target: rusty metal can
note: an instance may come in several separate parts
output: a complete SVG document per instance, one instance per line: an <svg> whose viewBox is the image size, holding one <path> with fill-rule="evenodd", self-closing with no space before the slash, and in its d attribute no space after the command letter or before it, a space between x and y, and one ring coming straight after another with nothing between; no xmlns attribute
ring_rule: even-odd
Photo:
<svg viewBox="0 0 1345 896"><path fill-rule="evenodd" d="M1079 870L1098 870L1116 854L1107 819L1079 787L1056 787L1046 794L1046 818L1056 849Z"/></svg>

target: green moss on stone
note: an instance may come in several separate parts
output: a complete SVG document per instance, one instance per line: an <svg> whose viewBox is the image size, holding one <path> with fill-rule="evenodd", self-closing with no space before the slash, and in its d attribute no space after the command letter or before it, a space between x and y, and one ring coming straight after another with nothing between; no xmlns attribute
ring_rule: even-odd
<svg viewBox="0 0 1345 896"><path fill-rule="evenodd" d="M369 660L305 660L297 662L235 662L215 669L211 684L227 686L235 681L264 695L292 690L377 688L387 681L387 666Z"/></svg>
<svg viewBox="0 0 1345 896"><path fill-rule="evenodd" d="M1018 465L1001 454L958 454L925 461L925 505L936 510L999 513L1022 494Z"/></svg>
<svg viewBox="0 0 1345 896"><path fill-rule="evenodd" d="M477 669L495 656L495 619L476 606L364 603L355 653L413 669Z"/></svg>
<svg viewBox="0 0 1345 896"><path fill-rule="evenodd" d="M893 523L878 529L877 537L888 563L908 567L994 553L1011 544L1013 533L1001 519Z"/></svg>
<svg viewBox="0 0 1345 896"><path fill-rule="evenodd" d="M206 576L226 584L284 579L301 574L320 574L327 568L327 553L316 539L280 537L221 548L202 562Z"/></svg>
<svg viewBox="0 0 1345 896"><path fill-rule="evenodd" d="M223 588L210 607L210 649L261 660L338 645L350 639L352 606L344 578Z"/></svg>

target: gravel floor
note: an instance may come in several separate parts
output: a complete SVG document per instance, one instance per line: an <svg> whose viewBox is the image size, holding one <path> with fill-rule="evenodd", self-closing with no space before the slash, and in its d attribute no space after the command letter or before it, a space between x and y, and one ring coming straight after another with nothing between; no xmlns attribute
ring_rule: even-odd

* * * * * * * * *

Reproduce all of the records above word for word, keeping every line in its original order.

Correct response ::
target: rusty metal can
note: an instance may come in several separate parts
output: a complete SVG document per instance, one instance per line: an <svg> whose viewBox is the image size, holding one <path> with fill-rule="evenodd", self-closing with no space before the slash, and in its d attribute no space after the command letter or before it, a space between x and y, and one ring coming straight after another with nothing between; no xmlns attribute
ring_rule: even-odd
Photo:
<svg viewBox="0 0 1345 896"><path fill-rule="evenodd" d="M1079 870L1098 870L1116 854L1107 819L1079 787L1056 787L1046 794L1046 818L1056 849Z"/></svg>

target: green moss on stone
note: an instance may come in several separate parts
output: a complete SVG document per instance, one instance per line: an <svg> whose viewBox is the image size, holding one <path> with fill-rule="evenodd", self-closing with no space before the slash, and in its d attribute no space after the command letter or before it, a space between x and y, and one ring coming straight after another with nothing between; no xmlns attribute
ring_rule: even-odd
<svg viewBox="0 0 1345 896"><path fill-rule="evenodd" d="M369 660L305 660L297 662L235 662L215 669L211 684L227 686L235 681L264 695L292 690L377 688L387 681L387 666Z"/></svg>
<svg viewBox="0 0 1345 896"><path fill-rule="evenodd" d="M1018 465L1001 454L958 454L925 461L925 505L936 510L999 513L1022 494Z"/></svg>
<svg viewBox="0 0 1345 896"><path fill-rule="evenodd" d="M477 669L495 656L495 619L476 606L364 603L355 653L413 669Z"/></svg>
<svg viewBox="0 0 1345 896"><path fill-rule="evenodd" d="M893 523L878 529L877 537L888 563L908 567L994 553L1011 544L1013 533L1001 519Z"/></svg>
<svg viewBox="0 0 1345 896"><path fill-rule="evenodd" d="M206 576L226 584L284 579L301 574L320 574L327 568L327 553L316 539L280 537L221 548L202 562Z"/></svg>
<svg viewBox="0 0 1345 896"><path fill-rule="evenodd" d="M223 588L210 607L210 649L261 660L338 645L350 639L352 606L344 578Z"/></svg>

target: gravel floor
note: an instance may come in several separate parts
output: a complete SVG document per instance, one instance per line: an <svg> whose viewBox is the image size, holding one <path> with fill-rule="evenodd", self-closing with no space before the slash, and in its d attribute no space after the command letter or before it, a space between x and y, and one ring coming straight after another with nothing between; no xmlns attribute
ring_rule: even-odd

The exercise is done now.